— start of Provided data —
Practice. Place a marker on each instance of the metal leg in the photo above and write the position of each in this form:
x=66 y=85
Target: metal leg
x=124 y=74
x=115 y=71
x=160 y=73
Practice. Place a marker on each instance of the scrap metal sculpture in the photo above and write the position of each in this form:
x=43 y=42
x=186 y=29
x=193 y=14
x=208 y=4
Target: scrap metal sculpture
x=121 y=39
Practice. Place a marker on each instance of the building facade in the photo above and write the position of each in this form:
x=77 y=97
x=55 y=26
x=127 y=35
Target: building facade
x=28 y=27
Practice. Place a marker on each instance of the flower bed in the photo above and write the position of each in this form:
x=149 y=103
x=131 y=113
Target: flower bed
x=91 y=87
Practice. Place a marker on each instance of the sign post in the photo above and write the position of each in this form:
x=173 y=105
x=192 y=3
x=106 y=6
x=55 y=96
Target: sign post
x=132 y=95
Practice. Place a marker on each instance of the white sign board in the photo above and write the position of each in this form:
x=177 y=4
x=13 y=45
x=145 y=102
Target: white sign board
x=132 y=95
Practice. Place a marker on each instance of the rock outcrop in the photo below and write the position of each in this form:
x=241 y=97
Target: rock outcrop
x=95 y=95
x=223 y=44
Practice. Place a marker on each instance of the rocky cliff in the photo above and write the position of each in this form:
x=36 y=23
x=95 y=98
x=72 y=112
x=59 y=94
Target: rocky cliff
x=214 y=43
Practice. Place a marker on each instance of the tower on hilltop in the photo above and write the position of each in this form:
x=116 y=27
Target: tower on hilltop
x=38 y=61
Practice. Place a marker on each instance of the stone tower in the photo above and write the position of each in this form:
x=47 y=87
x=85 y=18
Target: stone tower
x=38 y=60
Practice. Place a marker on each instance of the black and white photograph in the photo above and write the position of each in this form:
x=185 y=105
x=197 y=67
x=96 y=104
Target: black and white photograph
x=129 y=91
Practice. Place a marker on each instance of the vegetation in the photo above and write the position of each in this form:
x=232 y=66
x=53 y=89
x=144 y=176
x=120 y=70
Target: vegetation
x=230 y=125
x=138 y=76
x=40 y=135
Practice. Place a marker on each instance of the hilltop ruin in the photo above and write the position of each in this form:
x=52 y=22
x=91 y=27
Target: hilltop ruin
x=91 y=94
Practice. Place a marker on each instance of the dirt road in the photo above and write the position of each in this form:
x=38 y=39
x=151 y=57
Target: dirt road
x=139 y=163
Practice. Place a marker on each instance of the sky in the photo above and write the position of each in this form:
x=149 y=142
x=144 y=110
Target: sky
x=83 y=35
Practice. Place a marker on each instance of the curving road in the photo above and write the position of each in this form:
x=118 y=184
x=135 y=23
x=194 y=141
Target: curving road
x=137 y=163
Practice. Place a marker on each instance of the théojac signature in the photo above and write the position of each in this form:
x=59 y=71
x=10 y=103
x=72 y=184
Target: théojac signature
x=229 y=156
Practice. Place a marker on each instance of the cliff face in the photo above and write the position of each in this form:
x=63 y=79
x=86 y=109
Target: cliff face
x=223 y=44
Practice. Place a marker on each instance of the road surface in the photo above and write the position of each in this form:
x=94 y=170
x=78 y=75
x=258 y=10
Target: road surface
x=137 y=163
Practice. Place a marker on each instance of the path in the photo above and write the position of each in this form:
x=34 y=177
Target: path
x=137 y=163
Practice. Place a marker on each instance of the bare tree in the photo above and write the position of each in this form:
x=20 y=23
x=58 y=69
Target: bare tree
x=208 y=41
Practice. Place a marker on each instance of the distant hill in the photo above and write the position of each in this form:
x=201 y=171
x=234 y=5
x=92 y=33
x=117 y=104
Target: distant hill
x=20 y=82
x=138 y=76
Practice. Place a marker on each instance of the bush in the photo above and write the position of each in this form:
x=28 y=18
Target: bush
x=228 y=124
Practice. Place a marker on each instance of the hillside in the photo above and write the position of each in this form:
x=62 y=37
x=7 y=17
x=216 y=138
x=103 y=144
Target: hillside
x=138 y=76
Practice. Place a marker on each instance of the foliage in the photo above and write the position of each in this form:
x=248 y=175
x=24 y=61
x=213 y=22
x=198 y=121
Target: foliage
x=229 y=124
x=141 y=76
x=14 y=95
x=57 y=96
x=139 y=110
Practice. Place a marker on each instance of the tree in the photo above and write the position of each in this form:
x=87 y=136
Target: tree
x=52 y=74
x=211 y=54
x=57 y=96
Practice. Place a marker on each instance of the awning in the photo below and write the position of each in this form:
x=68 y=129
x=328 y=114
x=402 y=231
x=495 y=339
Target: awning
— end of Provided data —
Written problem
Return what is listed above, exactly and completely.

Response
Practice. Place a marker on each instance of the metal leg in the photo above and write the position of each in this form:
x=66 y=85
Target: metal leg
x=124 y=74
x=115 y=71
x=160 y=73
Practice. Place a marker on each instance of the scrap metal sculpture in the photo above and write the position of each in this form:
x=43 y=42
x=186 y=29
x=193 y=14
x=208 y=4
Target: scrap metal sculpture
x=121 y=39
Practice. Place a marker on each instance of the building facade in the photo above and write the position of each in this form:
x=77 y=97
x=55 y=26
x=127 y=35
Target: building facade
x=28 y=27
Practice. Place a marker on each instance of the flower bed in the photo above and write the position of each in this form:
x=149 y=103
x=131 y=113
Target: flower bed
x=91 y=87
Practice. Place a marker on each instance of the sign post in the photo above and write the position of each in this form:
x=173 y=105
x=192 y=3
x=106 y=6
x=55 y=96
Target: sign post
x=132 y=95
Practice. Place a marker on each instance of the white sign board in the photo above and write the position of each in this form:
x=177 y=4
x=13 y=45
x=145 y=102
Target: white sign board
x=132 y=95
Practice. Place a marker on each instance of the rock outcrop in the photo below and write the position of each in this form:
x=241 y=97
Target: rock outcrop
x=95 y=95
x=223 y=44
Practice. Place a marker on each instance of the rocky cliff in the photo above and write the position of each in this form:
x=36 y=23
x=95 y=98
x=72 y=112
x=59 y=94
Target: rocky cliff
x=214 y=43
Practice. Place a marker on each instance of the tower on hilltop in the photo above and write the position of each in this form:
x=116 y=27
Target: tower on hilltop
x=38 y=61
Practice. Place a marker on each instance of the stone tower in the photo above and write the position of each in this form:
x=47 y=87
x=85 y=18
Target: stone tower
x=38 y=60
Practice. Place a marker on each instance of the black and white photograph in the photo above and write the position of each in this form:
x=185 y=105
x=197 y=67
x=96 y=104
Target: black and white photograph
x=129 y=91
Practice. Place a marker on each instance of the vegetation in the photo above and write the position of each in this form:
x=232 y=66
x=53 y=89
x=144 y=176
x=120 y=70
Target: vegetation
x=230 y=125
x=138 y=76
x=40 y=135
Practice. Place a marker on each instance of the hilltop ruin in the photo above and write the position of each in this form:
x=52 y=22
x=91 y=27
Target: hilltop ruin
x=91 y=94
Practice. Place a marker on each instance of the dirt road in the photo above and write the position of each in this form:
x=38 y=39
x=151 y=57
Target: dirt road
x=139 y=163
Practice. Place a marker on each instance of the sky in the photo above and write the position of each in this form:
x=149 y=142
x=144 y=110
Target: sky
x=83 y=35
Practice. Place a marker on each instance of the curving road in the photo above and write the position of each in this form:
x=118 y=184
x=135 y=23
x=194 y=141
Target: curving road
x=137 y=163
Practice. Place a marker on each instance of the théojac signature in the photo above and write the position of each in this form:
x=59 y=71
x=10 y=103
x=72 y=184
Target: théojac signature
x=229 y=156
Practice. Place a marker on each instance of the cliff face in the photo above and write the position of each in this form:
x=63 y=79
x=86 y=109
Target: cliff face
x=223 y=44
Practice. Place a marker on each instance of the road surface in the photo above and write the position of each in this form:
x=94 y=170
x=78 y=75
x=258 y=10
Target: road surface
x=137 y=163
Practice. Place a marker on each instance of the path in the photo above and write the position of each in this form:
x=34 y=177
Target: path
x=137 y=163
Practice. Place a marker on each instance of the bare tree in the photo above and write the position of each in this form:
x=20 y=23
x=58 y=69
Target: bare tree
x=208 y=41
Practice. Place a marker on each instance of the distant hill in the photo above and write the position of each in this form:
x=201 y=171
x=234 y=5
x=92 y=33
x=117 y=104
Target: distant hill
x=20 y=82
x=138 y=76
Practice. Place a marker on each instance of the bush in the photo above and write the position of each in this form:
x=28 y=18
Target: bush
x=228 y=124
Practice. Place a marker on each instance of the hillside in the photo above and write the position of each in this form:
x=62 y=37
x=7 y=17
x=216 y=138
x=103 y=144
Target: hillside
x=138 y=76
Practice. Place a marker on each instance of the foliage in the photo above and write the position of each in this form:
x=248 y=175
x=24 y=61
x=213 y=22
x=198 y=121
Target: foliage
x=229 y=124
x=141 y=76
x=14 y=95
x=57 y=96
x=139 y=110
Practice. Place a marker on each instance of the tree in the photo above and write the position of each in this form:
x=87 y=136
Target: tree
x=52 y=74
x=211 y=54
x=57 y=96
Practice. Place a marker on each instance of the awning in the photo below and write the position of each in this form:
x=68 y=129
x=328 y=114
x=402 y=231
x=495 y=339
Target: awning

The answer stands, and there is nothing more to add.